Airflow

In Airflow, we define Directed Acyclic Graphs (DAGs) that build our data-processing pipelines. These DAGs are composed of multiple operators, each serving a specific task. Within Kaapana, we categorize operators into two types: local operators and processing-containers.

Furthermore, Airflow functions as the scheduling system for the jobs. The Airflow user interface offers comprehensive insights into DAGs, DAG runs, and their scheduling details.

The platform comes with several preinstalled DAGs and a large set of custom operators. Additional DAGs can be installed as ẁorkflow-extensions in the Extensions page.

Preinstalled DAGs

collect-metadata

This DAG collects metadata from the DICOM files in the selected dataset and stores it in the project bucket in MinIO.

import-niftis-from-data-upload

This DAG converts NIfTI files to DICOM format and imports them into the internal PACS system. More details can be found here.

delete-series

This DAG deletes the all series in the dataset from the project. If any series only belongs to the selected project, it will be deleted from the internal PACS system. The option Delete entire study allows to delete all series correspoding to each study in the dataset.

Warning

The option Delete entire study might delete a series, even if it does not belong to the dataset.

download-selected-files

Warning

This DAG is deprecated and will be removed in the future.

This DAG will create a zip file containing the series in the dataset and stores it in the project bucket in MinIO.

evaluate-segmentations

This DAG is designed to compare two sets of segmentations, a ground truth and a prediction. All of the segmentations should be in the same dataset, the distinction between ground truth and test data is done via a test_tag. More information about tagging data can be found in Datasets. Note that you can either tag images manually, or use tag-dataset workflow to apply to an entire dataset.

Additionally, the DAG also contains a preprocessing step to fuse several annotation labels into a new unique label for better label specification. This fusion operation can be done for both the test data and the ground truth data.

As an example, let’s say you run a DAG like TotalSegmentator on CT data and get predicted segmentations. First, you can create a new test dataset with all new segmentations (by filtering for Series Description, and more, to get all relevant segmentations and click on Save as Dataset). Then you can go to this dataset and run tag-dataset DAG. Now that all the predicted segmentations are tagged, you can create a new dataset with ground truth segmentations. After selecting this gt dataset, you can click on the Add to Dataset button to add the test dataset on top of it.

  1. Select the dataset that contains both test and gt segmentations. In the screenshot below, the predicted segmentations from TotalSegmentator are tagged with “pred”.

INFORMATION SUPPLIED
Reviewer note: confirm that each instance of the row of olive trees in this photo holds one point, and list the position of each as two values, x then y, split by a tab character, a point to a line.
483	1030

TASK
In the Airflow page, list every DAG that appears as its own heading under "Preinstalled DAGs".

IN RESPONSE
collect-metadata
import-niftis-from-data-upload
delete-series
download-selected-files
evaluate-segmentations